Document:

● ● ● ● ●

Researchers from Google, Georgia Tech and Emory University examine the semantic changes in abolitionist newspapers and explore whether the papers exhibited leadership or were followers, providing an overall picture of their network of semantic influence.

Language matters in media, where even seemingly minor lexical choices can significantly affect how a message is received. In the 1800s in the US, the movement to end slavery found a voice in a number of abolitionist newspapers. Those at the vanguard helped frame a new narrative that influenced other media and shaped public opinion on the issue.

In the research paper Abolitionist Networks: Modeling Language Change in Nineteenth-Century Activist Newspapers, a team from Google, Georgia Tech and Emory University leverages machine learning to investigate these papers’ lexical semantic innovations. The study identifies papers that took the lead in “new usages of specific words” and papers that were followers in this regard, providing an overall picture of the network of semantic influence among the publications.


The researchers summarize their methodological contributions as:

  1. Propose a text modelling approach to identify semantic leadership in a corpus of timestamped documents from a set of sources, such as newspapers. The proposed approach includes (a) a model to identify semantic changes in language using diachronic word embeddings, and (b) a statistical measure to quantify the extent to which each source led others in the adoption of each change.
  2. Apply the proposed method to a corpus of nineteenth-century newspapers digitized by Accessible Archives, and quantify the lead-lag relationships between the newspapers for each of these changes.
  3. Aggregate the dyadic relationships between newspapers into a weighted semantic leadership network, retaining links between newspapers for each semantic change only if the relationship is so strong as to be highly unlikely to have arisen by chance.

The team first developed a model of semantic change that builds on word embeddings enhanced by integrating metadata from the different newspapers studied regarding word occurrence. In order to make the large corpora sums comparable, the researchers estimated embeddings on multiple corpora from different time periods and then aligned the embedding vectors. They estimated the embeddings by optimizing a classical skipgram objective, in which embedding of each work token is conditioned on its neighbouring tokens. To model the embedding changes over time, they computed the differences between neighbours for all pairs of occurrences for every word and used the intervals with the maximum differences as the measure of semantic change in the word. The words were ranked in this manner to yield an ordered list of changes as tuples of words and timestamps.

Semantic change for the word “cabinet.” The embeddings of cabinet and its near neighbours are projected to two dimensions using singular value decomposition. The embeddings of the target word indicate meaning shift from the architectural uses to political uses. This is reflected in the position of the embedding but even more so in the change in near neighbours.

The researchers identify three main advantages of their approach to modelling semantic changes:

  1. As a joint model of words and time, it does not require the computationally expensive post-alignment of the word embeddings.

● ● ● ● ●

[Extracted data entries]
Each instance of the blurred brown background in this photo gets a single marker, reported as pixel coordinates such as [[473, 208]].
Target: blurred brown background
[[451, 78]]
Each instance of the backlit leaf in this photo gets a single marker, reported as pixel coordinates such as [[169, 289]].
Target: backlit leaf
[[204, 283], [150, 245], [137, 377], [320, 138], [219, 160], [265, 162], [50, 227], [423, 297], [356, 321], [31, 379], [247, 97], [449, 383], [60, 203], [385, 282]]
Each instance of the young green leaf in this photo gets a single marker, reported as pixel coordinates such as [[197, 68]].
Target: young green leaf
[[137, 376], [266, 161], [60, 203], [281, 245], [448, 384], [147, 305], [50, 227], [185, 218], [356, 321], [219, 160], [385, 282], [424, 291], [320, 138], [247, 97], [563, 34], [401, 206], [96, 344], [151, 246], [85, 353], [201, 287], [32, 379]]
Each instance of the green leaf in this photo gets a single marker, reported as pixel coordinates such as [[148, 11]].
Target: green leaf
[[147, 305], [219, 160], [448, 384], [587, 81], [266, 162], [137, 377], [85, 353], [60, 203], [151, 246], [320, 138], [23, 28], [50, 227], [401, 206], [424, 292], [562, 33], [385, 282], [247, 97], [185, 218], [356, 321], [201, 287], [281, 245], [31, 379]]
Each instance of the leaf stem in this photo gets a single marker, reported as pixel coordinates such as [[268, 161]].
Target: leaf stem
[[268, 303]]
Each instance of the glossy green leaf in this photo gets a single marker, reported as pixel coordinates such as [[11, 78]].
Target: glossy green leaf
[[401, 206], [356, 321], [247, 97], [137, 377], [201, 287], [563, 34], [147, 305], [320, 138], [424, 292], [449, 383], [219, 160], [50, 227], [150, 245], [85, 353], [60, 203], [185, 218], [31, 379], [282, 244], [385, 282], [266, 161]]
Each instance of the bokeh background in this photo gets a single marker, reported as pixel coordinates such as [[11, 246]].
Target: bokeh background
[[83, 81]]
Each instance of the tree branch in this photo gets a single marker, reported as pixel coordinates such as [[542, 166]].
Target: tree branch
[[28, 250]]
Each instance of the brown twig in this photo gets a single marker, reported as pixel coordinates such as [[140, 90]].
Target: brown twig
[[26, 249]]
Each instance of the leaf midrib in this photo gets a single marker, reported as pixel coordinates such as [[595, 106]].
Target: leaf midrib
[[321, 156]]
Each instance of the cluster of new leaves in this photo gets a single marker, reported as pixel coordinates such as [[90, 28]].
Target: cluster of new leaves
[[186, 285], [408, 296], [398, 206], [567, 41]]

● ● ● ● ●

The tasks:
(1) According to the article on abolitionist newspapers, which organization digitized the nineteenth-century newspapers in the study's corpus?
(2) Pick up the article on abolitionist newspapers after its final line and write the next part.

Expected outputs:
(1) Accessible Archives.

(2)
  2. Temporal embeddings can be learned even for words that emerge or disappear before the start or end of the time period respectively.
  3. The model is easily extended to incorporate other metadata about the text if available.

In the next step, the researchers endeavoured to identify semantic leaders. Any semantic change involved papers that were leaders and others that were followers, as well as opponents who resisted change. The team identified who led and followed each semantic change by augmenting a diachronic embedding model to include an additional term for the source of each token. This novel formula enabled them to calculate the lead score of each newspaper over the others.

Finally, they aggregated individual leadership events into a semantic leadership network. Specifically, they constructed an edge-weighted network, where the set of newspapers forms the nodes of the network, and every weighted edge denotes the number of words for which a given leader newspaper leads another, follower paper.

To reveal the specific roles played by each newspaper in the evolving discourse of abolitionism, the team conducted experiments on a subset of ten nineteenth-century newspapers digitized and hand-keyed by Accessible Archives. They also identified specific terms (e.g. equality, freedom and justice etc.) that saw significant semantic changes in these papers.

A spring layout of the ten newspapers in the collection.
The leader-follower newspaper pairs. The leading newspapers are shown on the left and the trailing newspapers on the right. The thickness of each stripe connecting two newspapers is proportional to the number of words between the newspapers that the stripe connects.

The results of leader-follower newspaper pairs indicate the paper The Liberator held a broad influence over many of the other newspapers, while the National Anti-Slavery Standard for example tended to be a follower.

Focused lead-lag relationships. Newspapers that had black editors (left) and women editors (right) are highlighted. The top row shows the dyads in which these newspapers lead, while the bottom row shows the dyads in which they trail.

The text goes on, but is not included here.